> WHAT IS NEEDED: Restate the entries word for word, omitting nothing.

** START OF RECORDS **

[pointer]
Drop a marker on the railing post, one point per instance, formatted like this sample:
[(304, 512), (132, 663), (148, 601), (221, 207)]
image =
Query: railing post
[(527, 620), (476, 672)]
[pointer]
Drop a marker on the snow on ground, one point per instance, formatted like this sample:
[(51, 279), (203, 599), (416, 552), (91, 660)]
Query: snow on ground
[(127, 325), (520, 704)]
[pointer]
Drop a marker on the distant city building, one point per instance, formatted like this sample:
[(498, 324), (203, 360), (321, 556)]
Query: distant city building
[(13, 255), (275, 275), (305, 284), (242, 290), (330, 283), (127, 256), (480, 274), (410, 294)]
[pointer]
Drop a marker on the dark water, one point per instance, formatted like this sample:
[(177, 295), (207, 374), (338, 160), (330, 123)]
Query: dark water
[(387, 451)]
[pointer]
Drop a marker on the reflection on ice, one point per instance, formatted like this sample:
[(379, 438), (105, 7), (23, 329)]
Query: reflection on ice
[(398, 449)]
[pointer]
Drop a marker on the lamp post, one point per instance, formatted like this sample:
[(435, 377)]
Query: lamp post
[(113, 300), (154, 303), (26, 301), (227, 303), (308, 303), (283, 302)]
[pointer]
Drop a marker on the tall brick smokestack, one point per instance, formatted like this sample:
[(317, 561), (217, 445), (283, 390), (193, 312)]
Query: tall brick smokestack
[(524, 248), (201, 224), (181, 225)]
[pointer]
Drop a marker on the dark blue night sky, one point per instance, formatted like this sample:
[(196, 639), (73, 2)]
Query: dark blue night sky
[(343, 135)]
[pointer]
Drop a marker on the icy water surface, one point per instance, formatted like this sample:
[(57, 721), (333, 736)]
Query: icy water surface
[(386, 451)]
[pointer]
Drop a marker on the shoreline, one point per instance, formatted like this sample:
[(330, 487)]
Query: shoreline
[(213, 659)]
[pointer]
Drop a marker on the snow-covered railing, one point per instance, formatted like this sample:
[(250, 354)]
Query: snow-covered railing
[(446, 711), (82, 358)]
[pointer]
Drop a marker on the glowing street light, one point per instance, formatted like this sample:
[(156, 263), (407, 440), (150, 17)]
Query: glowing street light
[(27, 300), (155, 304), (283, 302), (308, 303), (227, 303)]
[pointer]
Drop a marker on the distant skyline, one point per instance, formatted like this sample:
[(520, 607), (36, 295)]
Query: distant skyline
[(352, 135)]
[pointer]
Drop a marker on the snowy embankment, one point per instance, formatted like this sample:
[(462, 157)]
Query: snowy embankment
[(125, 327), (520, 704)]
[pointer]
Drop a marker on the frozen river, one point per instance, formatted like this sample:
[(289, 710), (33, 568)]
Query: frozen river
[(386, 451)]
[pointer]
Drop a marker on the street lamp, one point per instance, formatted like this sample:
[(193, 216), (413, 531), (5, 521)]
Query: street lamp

** END OF RECORDS **

> EXERCISE RESPONSE:
[pointer]
Drop a marker on the railing post, one point per instance, formatted like this sample:
[(304, 512), (132, 663), (148, 601), (221, 207)]
image =
Query: railing post
[(527, 620), (476, 672)]
[pointer]
Drop a marker on the snow on ground, one point per instance, formatted like this sample:
[(51, 279), (203, 599), (416, 552), (91, 660)]
Query: snow on ground
[(127, 325), (520, 704)]
[pointer]
Drop a marker on the distant city building, one point per instance, formatted like this sample:
[(498, 324), (203, 360), (321, 556)]
Query: distant city building
[(13, 255), (275, 275), (305, 284), (242, 290), (330, 283), (127, 256), (480, 274), (410, 294)]
[pointer]
Drop a marker on the dark water, one point per instance, formatted like this sample:
[(177, 295), (207, 374), (338, 160), (330, 123)]
Query: dark water
[(387, 451)]
[pointer]
Drop a marker on the reflection on ice, one point per instance, formatted like this sample:
[(379, 438), (105, 7), (23, 329)]
Query: reflection on ice
[(398, 449)]
[pointer]
Drop a marker on the lamp post, one point per instance, formatted like this sample:
[(435, 377)]
Query: lamp post
[(113, 300), (154, 303), (26, 301), (227, 303), (308, 303), (283, 302)]
[pointer]
Drop a marker on the tall brick smokestack, one point per instance, formatted like this sample:
[(317, 561), (217, 445), (283, 390), (193, 312)]
Query: tall brick smokestack
[(524, 248), (201, 224), (181, 225)]
[pointer]
Drop a marker on the dark blue night sky, one point per instance, formatted like this sample:
[(196, 639), (73, 2)]
Query: dark blue night sky
[(343, 135)]
[pointer]
Drop a marker on the icy water surface, one point per instance, formatted like this sample:
[(57, 721), (333, 736)]
Query: icy water surface
[(386, 451)]
[pointer]
Drop a marker on the shoreline, one point per instance, formatted like this sample:
[(330, 487)]
Query: shoreline
[(213, 659)]
[pointer]
Drop a marker on the snow-covered railing, one point per instance, formatted like this sample:
[(250, 354)]
Query: snow-covered railing
[(446, 711), (82, 358)]
[pointer]
Drop a marker on the glowing street light, one point per instance, formatted like this sample:
[(156, 263), (407, 440), (150, 17)]
Query: glowing street light
[(27, 300), (155, 304), (283, 302), (308, 303), (227, 303)]
[pointer]
Drop a marker on the distant skyline, one point per instance, formatted like this sample:
[(520, 607), (36, 295)]
Query: distant skyline
[(352, 135)]
[pointer]
Drop a marker on the snowy embankment, one point per instance, formatted like this sample:
[(462, 157)]
Query: snowy embankment
[(125, 327), (520, 704)]
[pointer]
Drop a marker on the frozen river, one point per instance, formatted like this sample:
[(289, 710), (33, 568)]
Query: frozen river
[(386, 451)]
[pointer]
Drop a marker on the street lamp, one point per instance, formatted like this sample:
[(193, 216), (413, 531), (5, 521)]
Query: street lamp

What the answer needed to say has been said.